Only the lines from the one with "Double-checking: the blank" to the end of the records are wanted, each repeated exactly, both ends included.

Start of Records for this exercise

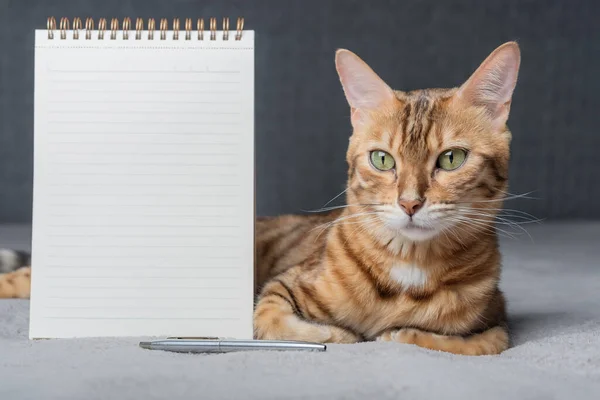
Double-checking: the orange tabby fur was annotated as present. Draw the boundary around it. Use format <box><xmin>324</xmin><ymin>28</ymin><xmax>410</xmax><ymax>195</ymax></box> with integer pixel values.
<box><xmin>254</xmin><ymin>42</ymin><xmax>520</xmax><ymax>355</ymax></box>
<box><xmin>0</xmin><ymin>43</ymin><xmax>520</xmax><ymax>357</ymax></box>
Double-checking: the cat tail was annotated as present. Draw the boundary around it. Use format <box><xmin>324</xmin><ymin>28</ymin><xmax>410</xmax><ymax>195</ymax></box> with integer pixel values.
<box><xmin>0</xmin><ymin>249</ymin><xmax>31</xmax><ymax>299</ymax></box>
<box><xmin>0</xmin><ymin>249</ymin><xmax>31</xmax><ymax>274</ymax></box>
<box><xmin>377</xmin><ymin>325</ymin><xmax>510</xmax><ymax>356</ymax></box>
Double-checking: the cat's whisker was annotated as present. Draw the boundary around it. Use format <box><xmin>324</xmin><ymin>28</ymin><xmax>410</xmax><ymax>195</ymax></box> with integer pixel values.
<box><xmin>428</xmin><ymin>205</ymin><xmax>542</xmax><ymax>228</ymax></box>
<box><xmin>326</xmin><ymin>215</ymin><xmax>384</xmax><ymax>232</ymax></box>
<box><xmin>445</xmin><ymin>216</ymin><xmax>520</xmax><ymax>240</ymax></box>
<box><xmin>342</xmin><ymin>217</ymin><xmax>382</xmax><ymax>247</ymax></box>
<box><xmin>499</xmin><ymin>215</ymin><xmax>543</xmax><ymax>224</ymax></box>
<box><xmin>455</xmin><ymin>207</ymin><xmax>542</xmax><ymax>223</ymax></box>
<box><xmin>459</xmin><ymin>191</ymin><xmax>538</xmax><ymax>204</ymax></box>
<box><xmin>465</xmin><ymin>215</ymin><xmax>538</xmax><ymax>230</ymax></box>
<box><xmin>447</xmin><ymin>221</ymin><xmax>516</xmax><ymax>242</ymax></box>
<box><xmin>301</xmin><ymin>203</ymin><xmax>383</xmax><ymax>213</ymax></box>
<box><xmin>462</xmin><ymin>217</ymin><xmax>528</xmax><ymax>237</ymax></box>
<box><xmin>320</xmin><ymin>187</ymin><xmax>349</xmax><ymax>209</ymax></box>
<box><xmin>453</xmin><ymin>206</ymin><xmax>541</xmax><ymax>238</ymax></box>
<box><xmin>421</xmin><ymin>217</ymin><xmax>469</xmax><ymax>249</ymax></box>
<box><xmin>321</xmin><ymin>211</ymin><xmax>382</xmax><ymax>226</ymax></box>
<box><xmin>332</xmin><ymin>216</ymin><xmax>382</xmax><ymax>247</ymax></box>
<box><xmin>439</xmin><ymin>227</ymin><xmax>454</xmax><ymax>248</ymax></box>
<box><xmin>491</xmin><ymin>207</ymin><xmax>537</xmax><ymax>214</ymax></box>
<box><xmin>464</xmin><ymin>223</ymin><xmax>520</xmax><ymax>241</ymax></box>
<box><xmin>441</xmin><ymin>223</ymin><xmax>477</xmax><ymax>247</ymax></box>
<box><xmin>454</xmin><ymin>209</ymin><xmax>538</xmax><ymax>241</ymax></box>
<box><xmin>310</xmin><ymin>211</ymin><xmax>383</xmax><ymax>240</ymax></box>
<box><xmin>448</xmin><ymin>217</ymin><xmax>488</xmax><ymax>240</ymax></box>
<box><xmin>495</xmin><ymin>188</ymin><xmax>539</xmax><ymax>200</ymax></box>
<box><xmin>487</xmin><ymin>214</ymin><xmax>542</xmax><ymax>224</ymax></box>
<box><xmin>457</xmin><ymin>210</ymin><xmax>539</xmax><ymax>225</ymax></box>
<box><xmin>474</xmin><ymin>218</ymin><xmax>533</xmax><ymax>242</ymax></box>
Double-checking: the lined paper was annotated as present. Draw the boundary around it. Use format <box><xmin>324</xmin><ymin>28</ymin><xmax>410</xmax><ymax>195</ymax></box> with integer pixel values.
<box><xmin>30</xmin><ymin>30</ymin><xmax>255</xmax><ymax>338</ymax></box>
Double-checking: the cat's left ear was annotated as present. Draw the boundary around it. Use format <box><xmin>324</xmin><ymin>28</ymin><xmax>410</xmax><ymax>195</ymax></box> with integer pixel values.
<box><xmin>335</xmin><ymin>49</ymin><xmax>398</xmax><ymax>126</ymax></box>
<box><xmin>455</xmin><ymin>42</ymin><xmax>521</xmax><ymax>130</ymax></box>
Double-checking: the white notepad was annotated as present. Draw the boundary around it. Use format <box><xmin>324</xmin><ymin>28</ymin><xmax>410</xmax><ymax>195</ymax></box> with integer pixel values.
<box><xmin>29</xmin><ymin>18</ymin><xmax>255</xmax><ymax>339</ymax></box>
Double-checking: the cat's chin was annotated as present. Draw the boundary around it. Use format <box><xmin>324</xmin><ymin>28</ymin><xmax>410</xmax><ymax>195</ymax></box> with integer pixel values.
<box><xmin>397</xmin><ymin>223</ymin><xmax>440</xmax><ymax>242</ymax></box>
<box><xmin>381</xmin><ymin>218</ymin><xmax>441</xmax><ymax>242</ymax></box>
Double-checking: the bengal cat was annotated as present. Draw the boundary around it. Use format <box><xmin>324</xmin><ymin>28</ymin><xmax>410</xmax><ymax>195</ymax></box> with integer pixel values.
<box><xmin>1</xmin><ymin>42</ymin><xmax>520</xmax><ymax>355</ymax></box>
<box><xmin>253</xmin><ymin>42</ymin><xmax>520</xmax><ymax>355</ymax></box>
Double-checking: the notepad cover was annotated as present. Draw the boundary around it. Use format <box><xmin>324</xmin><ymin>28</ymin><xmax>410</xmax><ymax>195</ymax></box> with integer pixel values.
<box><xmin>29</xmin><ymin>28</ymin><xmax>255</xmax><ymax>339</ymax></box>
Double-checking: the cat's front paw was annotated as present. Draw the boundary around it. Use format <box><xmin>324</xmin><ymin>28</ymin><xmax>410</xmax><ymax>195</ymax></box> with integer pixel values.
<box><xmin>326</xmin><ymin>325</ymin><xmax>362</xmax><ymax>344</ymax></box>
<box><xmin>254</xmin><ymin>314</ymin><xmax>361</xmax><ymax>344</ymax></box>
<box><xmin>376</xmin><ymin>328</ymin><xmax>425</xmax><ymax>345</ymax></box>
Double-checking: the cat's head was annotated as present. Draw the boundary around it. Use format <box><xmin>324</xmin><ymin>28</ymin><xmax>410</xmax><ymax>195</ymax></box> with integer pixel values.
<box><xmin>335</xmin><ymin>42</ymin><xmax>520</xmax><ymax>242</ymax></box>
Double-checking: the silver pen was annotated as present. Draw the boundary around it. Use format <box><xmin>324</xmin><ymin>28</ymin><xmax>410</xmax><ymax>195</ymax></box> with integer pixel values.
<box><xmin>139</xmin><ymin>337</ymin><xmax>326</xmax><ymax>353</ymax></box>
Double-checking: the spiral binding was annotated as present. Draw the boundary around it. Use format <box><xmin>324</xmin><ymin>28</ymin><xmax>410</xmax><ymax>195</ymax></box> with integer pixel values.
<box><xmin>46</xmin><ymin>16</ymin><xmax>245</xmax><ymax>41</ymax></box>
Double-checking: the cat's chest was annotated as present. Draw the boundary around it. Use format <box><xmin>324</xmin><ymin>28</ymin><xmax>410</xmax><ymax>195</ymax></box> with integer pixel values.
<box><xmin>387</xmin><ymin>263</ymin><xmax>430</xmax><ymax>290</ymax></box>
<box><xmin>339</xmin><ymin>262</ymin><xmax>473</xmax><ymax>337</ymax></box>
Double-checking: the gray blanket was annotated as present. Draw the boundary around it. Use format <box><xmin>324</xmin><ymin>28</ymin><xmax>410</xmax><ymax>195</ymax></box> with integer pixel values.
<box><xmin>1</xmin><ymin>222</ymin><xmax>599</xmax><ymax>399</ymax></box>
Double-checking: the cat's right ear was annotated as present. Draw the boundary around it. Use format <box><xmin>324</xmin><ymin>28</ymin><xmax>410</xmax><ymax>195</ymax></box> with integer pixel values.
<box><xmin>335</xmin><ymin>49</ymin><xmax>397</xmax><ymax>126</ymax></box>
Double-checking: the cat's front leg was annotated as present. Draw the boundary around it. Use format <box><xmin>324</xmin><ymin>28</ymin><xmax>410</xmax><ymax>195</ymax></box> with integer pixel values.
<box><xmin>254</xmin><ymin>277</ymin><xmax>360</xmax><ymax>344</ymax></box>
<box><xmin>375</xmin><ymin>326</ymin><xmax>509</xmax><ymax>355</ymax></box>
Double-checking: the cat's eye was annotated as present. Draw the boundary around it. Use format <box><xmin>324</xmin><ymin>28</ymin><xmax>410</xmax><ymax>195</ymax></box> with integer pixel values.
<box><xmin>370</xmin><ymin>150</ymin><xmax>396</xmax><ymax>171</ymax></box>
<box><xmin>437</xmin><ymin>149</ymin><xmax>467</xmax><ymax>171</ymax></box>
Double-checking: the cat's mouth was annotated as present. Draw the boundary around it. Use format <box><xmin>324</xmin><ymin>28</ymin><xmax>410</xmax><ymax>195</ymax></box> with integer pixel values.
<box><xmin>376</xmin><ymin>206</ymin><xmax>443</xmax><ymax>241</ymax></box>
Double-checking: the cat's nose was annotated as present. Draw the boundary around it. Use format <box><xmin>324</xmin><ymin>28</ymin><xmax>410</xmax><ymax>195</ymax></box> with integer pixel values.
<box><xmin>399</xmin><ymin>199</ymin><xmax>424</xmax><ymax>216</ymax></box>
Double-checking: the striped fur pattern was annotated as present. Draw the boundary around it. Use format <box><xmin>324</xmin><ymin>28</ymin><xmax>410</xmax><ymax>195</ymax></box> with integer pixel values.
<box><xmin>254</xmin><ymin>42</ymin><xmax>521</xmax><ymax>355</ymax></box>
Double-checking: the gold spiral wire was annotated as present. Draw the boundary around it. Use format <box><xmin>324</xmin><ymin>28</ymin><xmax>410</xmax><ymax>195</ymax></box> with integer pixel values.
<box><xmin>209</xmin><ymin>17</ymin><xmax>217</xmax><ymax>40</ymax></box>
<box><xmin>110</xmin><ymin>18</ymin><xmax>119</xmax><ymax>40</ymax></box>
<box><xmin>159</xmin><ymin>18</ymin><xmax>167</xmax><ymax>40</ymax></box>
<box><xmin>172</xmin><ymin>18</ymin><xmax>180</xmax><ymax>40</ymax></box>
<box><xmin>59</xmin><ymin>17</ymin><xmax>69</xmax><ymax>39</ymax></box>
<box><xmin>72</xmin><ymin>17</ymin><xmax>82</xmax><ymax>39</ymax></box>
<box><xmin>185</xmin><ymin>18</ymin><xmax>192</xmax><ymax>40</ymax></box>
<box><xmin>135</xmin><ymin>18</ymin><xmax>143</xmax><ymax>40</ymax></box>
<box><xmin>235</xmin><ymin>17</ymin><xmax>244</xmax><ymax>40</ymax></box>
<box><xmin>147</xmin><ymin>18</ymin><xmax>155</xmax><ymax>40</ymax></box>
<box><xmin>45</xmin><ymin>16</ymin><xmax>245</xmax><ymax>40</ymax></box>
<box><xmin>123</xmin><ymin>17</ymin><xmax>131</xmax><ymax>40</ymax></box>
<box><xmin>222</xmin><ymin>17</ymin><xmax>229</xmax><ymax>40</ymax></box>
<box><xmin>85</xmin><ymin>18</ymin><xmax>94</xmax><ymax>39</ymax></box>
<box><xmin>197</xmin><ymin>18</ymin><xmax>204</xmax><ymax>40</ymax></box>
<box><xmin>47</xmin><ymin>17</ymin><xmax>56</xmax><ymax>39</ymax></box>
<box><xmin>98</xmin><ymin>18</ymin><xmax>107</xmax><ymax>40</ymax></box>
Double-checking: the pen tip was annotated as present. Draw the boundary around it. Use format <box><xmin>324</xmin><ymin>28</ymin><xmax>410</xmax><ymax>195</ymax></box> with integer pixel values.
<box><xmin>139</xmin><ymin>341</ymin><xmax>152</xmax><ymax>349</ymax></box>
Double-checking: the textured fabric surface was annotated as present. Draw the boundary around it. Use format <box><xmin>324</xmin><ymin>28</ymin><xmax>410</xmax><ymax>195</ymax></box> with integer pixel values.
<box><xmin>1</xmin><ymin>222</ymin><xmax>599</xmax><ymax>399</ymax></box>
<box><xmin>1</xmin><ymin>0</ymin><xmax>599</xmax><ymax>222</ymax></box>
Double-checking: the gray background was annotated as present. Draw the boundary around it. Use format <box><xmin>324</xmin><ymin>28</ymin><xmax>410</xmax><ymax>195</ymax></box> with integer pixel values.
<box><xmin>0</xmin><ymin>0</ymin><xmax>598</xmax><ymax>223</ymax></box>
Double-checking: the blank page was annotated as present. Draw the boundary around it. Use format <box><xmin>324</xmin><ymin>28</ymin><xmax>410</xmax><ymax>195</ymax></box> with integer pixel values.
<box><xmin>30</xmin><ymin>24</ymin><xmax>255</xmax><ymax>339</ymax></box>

End of Records for this exercise

## Response area
Double-checking: the blank page was annotated as present. Draw the boundary around it. Use format <box><xmin>324</xmin><ymin>28</ymin><xmax>410</xmax><ymax>195</ymax></box> with integer pixel values.
<box><xmin>30</xmin><ymin>24</ymin><xmax>255</xmax><ymax>339</ymax></box>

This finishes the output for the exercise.